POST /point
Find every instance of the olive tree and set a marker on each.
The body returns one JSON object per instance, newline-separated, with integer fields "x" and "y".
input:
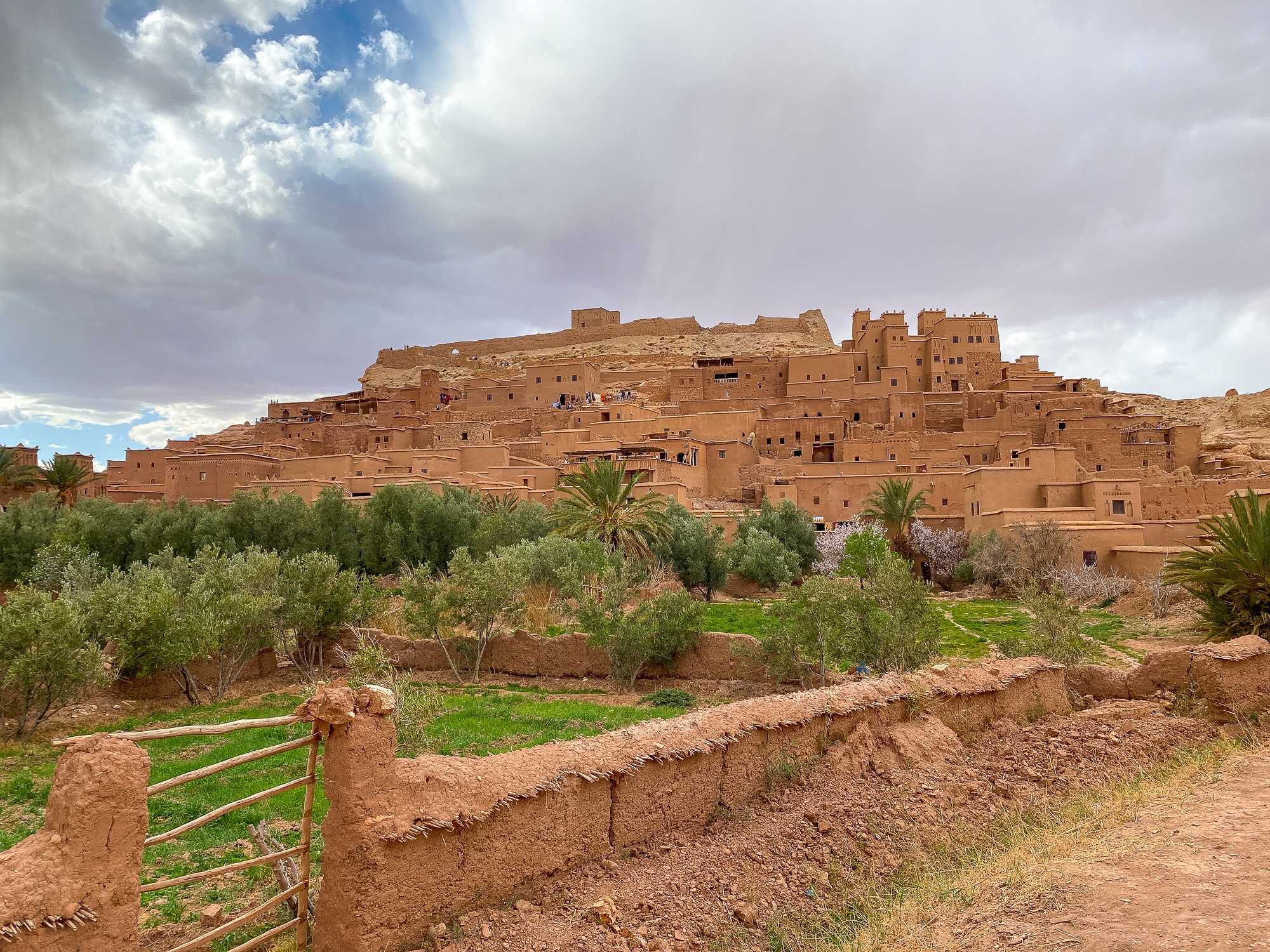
{"x": 140, "y": 612}
{"x": 636, "y": 634}
{"x": 318, "y": 601}
{"x": 233, "y": 604}
{"x": 46, "y": 662}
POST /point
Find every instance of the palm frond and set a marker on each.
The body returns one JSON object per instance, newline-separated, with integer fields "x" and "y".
{"x": 1231, "y": 578}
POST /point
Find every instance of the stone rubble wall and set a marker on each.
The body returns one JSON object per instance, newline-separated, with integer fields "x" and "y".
{"x": 1234, "y": 677}
{"x": 411, "y": 842}
{"x": 76, "y": 885}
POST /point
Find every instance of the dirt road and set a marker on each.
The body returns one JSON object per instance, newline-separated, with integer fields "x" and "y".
{"x": 1182, "y": 878}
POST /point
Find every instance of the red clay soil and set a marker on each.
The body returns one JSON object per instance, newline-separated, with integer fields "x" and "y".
{"x": 802, "y": 849}
{"x": 1202, "y": 882}
{"x": 74, "y": 884}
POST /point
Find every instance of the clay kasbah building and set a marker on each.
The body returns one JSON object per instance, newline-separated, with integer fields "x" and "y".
{"x": 725, "y": 417}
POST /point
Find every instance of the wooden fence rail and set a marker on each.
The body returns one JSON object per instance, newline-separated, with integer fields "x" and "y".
{"x": 298, "y": 893}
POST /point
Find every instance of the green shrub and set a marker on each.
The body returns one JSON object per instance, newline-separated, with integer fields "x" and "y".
{"x": 695, "y": 552}
{"x": 863, "y": 552}
{"x": 46, "y": 662}
{"x": 655, "y": 631}
{"x": 764, "y": 559}
{"x": 897, "y": 625}
{"x": 670, "y": 697}
{"x": 787, "y": 524}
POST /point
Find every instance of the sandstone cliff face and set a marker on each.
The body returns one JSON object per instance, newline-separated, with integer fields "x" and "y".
{"x": 1235, "y": 428}
{"x": 631, "y": 345}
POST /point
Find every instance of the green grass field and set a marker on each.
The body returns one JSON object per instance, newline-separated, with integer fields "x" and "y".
{"x": 987, "y": 620}
{"x": 968, "y": 628}
{"x": 736, "y": 618}
{"x": 479, "y": 722}
{"x": 476, "y": 722}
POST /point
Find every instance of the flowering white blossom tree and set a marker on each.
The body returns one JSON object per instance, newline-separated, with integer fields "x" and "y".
{"x": 942, "y": 549}
{"x": 830, "y": 544}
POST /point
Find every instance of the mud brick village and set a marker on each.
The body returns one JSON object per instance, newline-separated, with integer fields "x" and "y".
{"x": 648, "y": 635}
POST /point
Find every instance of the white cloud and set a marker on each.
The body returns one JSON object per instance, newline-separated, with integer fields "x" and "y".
{"x": 54, "y": 412}
{"x": 397, "y": 49}
{"x": 186, "y": 420}
{"x": 258, "y": 16}
{"x": 182, "y": 225}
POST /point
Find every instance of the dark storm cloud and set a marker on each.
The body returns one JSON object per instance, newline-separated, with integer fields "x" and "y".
{"x": 194, "y": 229}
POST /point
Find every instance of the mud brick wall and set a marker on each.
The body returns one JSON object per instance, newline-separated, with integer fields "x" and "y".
{"x": 1233, "y": 676}
{"x": 567, "y": 657}
{"x": 76, "y": 885}
{"x": 162, "y": 686}
{"x": 410, "y": 842}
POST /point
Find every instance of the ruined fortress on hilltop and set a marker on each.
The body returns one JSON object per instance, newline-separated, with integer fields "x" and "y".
{"x": 721, "y": 418}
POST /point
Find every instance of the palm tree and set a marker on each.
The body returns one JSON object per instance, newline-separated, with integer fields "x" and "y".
{"x": 65, "y": 475}
{"x": 598, "y": 505}
{"x": 1231, "y": 578}
{"x": 895, "y": 505}
{"x": 15, "y": 474}
{"x": 506, "y": 505}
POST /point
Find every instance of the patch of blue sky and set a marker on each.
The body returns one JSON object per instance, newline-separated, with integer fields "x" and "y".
{"x": 342, "y": 27}
{"x": 102, "y": 441}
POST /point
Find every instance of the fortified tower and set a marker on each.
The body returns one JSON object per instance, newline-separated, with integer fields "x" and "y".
{"x": 595, "y": 318}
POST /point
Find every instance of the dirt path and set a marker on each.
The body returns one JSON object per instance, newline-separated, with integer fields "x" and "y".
{"x": 1189, "y": 878}
{"x": 788, "y": 865}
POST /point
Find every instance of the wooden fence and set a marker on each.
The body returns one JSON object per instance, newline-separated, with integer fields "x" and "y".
{"x": 298, "y": 892}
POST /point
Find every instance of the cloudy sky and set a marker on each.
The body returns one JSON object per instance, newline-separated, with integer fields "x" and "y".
{"x": 208, "y": 204}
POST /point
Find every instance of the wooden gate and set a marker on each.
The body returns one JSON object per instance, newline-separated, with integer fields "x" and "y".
{"x": 309, "y": 781}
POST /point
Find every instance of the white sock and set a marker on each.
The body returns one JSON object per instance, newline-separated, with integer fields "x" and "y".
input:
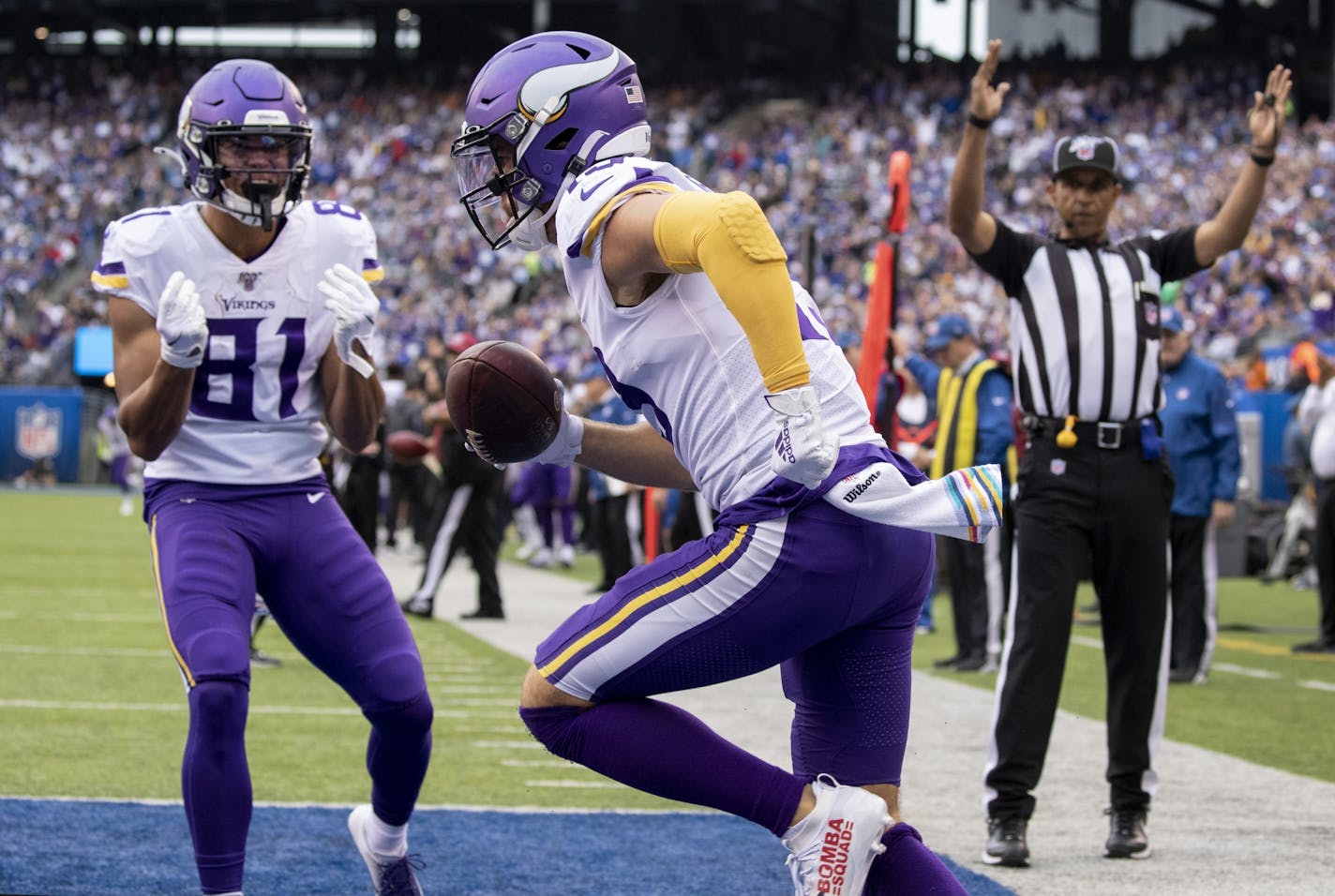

================================

Please locate every line of the data above that contains the word "clay" and copy each such line out. Case counts.

Find every instance of the red clay soil and set a marker on each.
Find every instance of the clay kasbah building and set a marker on each.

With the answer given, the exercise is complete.